=== Begin Enclosure ===

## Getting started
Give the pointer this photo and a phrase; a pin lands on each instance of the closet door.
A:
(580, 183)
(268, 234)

=== End Enclosure ===

**Activity**. Only the lines from the one that holds "Give the pointer" through the end of the records should appear in the answer, each restated exactly.

**Written answer**.
Give the pointer this photo and a phrase; a pin lands on each instance of the closet door.
A:
(580, 183)
(268, 234)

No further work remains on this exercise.